| Information shown |
▼

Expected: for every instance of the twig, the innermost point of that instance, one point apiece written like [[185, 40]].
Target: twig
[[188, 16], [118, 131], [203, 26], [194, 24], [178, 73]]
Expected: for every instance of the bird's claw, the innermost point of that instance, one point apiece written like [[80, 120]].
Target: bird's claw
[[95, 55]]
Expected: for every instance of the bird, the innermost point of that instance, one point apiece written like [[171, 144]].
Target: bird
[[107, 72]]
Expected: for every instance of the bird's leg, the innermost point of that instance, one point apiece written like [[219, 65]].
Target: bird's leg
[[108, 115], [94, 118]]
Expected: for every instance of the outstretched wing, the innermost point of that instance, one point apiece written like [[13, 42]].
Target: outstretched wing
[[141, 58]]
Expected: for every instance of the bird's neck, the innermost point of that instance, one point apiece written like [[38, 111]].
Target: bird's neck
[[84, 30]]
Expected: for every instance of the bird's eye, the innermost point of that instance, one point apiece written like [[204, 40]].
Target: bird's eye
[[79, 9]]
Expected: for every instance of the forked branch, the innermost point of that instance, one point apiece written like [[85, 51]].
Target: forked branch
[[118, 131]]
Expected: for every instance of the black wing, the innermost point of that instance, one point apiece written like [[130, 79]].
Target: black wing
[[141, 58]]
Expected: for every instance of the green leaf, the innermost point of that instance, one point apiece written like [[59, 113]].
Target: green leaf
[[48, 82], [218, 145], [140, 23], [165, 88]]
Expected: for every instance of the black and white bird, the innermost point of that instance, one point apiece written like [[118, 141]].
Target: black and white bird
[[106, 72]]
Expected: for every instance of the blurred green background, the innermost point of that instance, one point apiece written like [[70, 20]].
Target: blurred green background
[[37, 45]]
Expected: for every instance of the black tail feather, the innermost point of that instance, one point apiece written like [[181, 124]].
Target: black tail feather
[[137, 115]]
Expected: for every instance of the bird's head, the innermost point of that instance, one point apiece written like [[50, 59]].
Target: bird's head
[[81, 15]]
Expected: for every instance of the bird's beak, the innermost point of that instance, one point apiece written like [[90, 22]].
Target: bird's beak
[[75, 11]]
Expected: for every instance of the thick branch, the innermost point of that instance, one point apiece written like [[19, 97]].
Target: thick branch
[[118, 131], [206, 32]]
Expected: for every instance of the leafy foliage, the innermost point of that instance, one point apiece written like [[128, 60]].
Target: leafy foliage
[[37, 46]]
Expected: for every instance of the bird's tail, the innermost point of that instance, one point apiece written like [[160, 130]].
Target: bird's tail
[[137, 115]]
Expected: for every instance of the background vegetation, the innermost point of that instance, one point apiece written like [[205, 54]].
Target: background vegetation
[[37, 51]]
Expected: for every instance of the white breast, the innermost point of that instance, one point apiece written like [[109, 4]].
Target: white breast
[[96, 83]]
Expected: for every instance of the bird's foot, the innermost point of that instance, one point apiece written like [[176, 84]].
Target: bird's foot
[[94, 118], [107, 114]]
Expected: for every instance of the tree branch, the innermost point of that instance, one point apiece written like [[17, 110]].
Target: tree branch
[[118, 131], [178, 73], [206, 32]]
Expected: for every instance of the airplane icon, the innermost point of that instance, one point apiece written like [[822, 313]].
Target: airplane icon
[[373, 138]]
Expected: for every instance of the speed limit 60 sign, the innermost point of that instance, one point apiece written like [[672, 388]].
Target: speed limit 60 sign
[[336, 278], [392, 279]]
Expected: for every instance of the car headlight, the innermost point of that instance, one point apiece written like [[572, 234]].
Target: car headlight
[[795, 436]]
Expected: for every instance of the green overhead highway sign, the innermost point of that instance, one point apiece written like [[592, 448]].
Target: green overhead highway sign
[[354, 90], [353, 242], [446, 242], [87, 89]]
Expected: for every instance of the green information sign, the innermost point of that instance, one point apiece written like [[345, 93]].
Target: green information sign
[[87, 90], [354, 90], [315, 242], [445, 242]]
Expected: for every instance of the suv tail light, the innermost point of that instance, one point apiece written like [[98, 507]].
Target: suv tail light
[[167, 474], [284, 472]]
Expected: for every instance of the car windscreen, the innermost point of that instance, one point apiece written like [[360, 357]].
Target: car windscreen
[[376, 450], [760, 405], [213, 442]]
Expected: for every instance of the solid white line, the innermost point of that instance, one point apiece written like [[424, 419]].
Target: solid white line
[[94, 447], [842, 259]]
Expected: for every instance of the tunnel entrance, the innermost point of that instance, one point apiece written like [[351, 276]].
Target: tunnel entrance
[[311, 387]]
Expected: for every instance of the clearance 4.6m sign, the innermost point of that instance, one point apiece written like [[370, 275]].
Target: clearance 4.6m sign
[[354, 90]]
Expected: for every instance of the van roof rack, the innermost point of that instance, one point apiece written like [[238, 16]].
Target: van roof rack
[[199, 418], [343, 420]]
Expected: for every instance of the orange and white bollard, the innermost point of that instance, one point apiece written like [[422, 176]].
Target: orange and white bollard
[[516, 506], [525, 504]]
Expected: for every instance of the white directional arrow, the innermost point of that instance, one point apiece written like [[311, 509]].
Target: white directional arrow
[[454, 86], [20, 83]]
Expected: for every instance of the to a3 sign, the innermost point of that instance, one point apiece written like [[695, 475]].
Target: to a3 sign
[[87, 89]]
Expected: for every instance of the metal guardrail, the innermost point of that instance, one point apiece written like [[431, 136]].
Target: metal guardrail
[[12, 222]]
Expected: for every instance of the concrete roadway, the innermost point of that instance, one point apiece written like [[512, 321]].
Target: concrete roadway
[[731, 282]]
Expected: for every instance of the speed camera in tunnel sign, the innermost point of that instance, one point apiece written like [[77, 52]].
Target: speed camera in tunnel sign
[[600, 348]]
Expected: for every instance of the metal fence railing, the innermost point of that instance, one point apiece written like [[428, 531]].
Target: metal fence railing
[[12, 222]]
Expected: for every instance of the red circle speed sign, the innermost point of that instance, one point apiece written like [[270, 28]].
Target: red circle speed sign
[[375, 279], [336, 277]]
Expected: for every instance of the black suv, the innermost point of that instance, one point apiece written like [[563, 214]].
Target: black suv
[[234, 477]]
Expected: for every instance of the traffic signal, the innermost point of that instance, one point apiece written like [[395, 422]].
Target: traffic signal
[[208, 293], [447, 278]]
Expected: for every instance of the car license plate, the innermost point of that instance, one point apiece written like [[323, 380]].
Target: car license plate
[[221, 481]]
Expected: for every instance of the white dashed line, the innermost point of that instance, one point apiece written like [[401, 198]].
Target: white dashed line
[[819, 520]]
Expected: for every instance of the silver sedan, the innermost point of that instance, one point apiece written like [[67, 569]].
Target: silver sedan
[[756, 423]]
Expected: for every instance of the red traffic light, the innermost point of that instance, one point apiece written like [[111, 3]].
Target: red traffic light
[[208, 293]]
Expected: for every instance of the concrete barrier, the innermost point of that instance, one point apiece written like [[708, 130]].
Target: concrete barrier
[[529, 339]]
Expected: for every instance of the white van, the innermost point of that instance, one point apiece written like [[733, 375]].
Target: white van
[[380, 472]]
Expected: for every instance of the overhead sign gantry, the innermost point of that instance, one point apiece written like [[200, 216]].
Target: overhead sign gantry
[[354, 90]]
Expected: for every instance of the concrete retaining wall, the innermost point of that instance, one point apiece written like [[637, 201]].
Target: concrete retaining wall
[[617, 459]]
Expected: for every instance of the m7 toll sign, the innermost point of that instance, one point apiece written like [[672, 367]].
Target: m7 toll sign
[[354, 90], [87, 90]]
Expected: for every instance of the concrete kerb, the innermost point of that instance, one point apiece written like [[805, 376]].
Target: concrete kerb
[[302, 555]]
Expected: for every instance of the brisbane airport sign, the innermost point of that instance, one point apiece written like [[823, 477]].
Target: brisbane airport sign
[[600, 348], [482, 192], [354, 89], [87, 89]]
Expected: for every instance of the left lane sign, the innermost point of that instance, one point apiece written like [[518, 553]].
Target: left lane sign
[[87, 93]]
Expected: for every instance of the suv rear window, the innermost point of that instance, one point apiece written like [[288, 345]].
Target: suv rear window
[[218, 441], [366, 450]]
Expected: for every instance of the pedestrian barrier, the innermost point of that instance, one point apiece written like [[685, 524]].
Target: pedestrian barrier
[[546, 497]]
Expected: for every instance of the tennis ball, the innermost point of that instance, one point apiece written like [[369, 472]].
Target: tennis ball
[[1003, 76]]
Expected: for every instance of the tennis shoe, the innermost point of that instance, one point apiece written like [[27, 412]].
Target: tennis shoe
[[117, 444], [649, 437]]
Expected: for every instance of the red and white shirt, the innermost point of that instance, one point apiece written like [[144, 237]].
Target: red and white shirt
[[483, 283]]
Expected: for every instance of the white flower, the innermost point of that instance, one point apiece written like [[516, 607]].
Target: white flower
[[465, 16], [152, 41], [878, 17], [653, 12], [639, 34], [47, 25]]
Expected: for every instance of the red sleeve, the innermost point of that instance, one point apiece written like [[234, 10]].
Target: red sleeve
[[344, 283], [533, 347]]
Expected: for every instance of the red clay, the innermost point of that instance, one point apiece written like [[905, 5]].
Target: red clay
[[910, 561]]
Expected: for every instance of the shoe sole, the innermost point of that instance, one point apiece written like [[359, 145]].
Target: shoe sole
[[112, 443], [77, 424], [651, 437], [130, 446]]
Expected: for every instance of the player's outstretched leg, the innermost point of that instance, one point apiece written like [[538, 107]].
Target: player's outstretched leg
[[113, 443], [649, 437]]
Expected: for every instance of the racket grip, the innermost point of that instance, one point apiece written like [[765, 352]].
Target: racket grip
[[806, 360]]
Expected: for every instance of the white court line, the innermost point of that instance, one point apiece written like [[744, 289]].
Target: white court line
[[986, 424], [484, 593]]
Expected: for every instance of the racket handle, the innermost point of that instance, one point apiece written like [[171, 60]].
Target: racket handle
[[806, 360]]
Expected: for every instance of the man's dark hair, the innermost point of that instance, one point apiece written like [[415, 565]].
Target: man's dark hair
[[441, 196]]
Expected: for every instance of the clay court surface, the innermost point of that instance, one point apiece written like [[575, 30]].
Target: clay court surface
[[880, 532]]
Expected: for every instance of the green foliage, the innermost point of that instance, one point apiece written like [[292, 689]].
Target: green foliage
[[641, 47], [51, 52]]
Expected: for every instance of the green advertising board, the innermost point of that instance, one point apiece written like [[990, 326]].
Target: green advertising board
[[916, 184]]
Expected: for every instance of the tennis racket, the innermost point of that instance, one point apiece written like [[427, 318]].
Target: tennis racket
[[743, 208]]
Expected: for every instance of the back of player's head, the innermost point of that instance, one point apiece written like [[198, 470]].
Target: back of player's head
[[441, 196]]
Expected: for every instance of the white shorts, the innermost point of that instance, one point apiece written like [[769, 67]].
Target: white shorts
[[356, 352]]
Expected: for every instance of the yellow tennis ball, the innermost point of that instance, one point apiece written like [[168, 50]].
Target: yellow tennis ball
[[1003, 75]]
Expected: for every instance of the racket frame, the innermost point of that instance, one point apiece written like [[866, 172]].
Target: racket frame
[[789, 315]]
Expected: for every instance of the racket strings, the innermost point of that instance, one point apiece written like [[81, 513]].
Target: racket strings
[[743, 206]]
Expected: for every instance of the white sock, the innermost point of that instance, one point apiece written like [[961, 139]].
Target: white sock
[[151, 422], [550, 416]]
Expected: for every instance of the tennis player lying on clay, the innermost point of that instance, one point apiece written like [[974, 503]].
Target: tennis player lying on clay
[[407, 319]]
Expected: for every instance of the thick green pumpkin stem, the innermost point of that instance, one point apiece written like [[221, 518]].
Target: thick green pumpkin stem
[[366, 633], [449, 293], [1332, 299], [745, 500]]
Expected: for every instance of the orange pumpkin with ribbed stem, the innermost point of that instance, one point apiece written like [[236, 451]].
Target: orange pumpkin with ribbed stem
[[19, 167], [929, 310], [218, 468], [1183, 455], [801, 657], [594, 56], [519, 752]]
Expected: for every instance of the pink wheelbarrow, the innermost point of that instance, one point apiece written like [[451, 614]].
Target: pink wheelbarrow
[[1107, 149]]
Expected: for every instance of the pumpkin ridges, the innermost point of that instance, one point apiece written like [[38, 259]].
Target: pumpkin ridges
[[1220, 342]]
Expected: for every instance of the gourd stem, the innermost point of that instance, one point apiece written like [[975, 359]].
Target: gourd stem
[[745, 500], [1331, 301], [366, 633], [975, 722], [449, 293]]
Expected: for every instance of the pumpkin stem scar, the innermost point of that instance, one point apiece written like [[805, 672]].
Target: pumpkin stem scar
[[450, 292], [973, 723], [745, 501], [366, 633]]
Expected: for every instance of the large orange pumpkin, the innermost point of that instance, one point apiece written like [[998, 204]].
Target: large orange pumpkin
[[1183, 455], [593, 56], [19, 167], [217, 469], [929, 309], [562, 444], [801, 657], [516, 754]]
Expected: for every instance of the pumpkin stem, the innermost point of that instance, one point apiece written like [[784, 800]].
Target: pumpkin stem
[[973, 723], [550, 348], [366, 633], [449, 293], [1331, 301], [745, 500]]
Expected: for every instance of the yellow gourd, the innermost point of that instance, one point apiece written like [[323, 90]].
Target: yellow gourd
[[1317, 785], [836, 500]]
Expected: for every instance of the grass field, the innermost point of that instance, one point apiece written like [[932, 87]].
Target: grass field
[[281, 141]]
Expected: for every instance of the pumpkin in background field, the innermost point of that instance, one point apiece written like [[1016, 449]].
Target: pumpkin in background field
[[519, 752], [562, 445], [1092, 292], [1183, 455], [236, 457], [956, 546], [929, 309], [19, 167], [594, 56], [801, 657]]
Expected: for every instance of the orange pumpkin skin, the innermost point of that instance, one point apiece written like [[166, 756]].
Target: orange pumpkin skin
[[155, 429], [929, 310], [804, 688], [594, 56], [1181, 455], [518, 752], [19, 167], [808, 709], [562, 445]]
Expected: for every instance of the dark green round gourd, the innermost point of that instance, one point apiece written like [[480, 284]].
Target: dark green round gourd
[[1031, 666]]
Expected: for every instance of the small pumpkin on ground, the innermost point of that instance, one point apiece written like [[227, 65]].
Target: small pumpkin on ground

▲

| Work task |
Return, please, every line from the one that contains "Target: orange pumpkin skin" through the final line of the listing, exactly, and no others.

| Written solution |
Target: orange pumpkin skin
[[155, 429], [929, 310], [804, 688], [594, 56], [1181, 455], [518, 752], [19, 167], [808, 709], [562, 445]]
Expected: for every instance of the dark green round gourd, the innermost point of that instance, one point apiece written like [[480, 284]].
Target: dark green round gourd
[[1031, 666]]
Expected: for every instance of the small pumpkin on ground, the innermost point of that instance, one point apiece written like [[227, 65]].
Target: small pumpkin on ground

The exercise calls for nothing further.